— Set exercise —
Reproduce the listing below word for word, keeping every line as it is.

Entries on locating named things:
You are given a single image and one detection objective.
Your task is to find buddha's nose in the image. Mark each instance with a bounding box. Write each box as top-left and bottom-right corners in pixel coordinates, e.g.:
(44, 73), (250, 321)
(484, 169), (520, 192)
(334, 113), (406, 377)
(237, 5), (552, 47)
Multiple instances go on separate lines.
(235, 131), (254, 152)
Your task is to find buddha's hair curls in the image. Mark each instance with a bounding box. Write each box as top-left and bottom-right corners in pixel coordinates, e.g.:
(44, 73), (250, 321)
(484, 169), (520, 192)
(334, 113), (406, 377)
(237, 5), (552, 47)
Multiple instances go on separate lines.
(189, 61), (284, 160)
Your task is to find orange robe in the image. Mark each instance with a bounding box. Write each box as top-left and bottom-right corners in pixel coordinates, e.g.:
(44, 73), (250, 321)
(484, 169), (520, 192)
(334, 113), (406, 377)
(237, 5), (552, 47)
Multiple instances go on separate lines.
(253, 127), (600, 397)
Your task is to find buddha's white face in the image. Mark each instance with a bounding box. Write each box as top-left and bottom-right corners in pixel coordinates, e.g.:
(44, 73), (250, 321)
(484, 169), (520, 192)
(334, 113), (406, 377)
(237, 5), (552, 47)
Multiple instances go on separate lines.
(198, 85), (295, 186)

— Result for this exercise —
You are given a single image and one detection objective.
Your task is to find buddha's nose in the image. Mark each instance with a bounding box. Write each box as top-left and bottom-right corners in pixel coordinates, e.g.:
(44, 73), (250, 321)
(484, 169), (520, 192)
(334, 113), (406, 377)
(237, 5), (552, 47)
Multiple instances go on separate lines.
(235, 131), (254, 152)
Your task is to find buddha's hair curls in the image. Mark each instance with a bounding box. Write each box as top-left and bottom-right corners in pixel coordinates, e.g.:
(44, 73), (250, 321)
(484, 169), (520, 192)
(334, 113), (406, 377)
(237, 5), (552, 47)
Multiple instances go on separate lines.
(189, 61), (284, 160)
Your task is to find orange robe in the image. Mark each instance with a bounding box. Write each box as top-left and bottom-right corners in pixel coordinates, e.g.:
(44, 73), (250, 321)
(484, 169), (520, 192)
(334, 113), (406, 377)
(237, 5), (552, 47)
Multiple instances go on separate lines.
(253, 127), (600, 397)
Your task is to find buddha's white face in the image. Mark each instance with a bounding box. Write each box as top-left and bottom-right corners in pixel coordinates, e.g.:
(44, 73), (250, 321)
(484, 169), (520, 192)
(334, 113), (406, 377)
(237, 5), (552, 47)
Multiple instances go on separate lines.
(198, 85), (295, 186)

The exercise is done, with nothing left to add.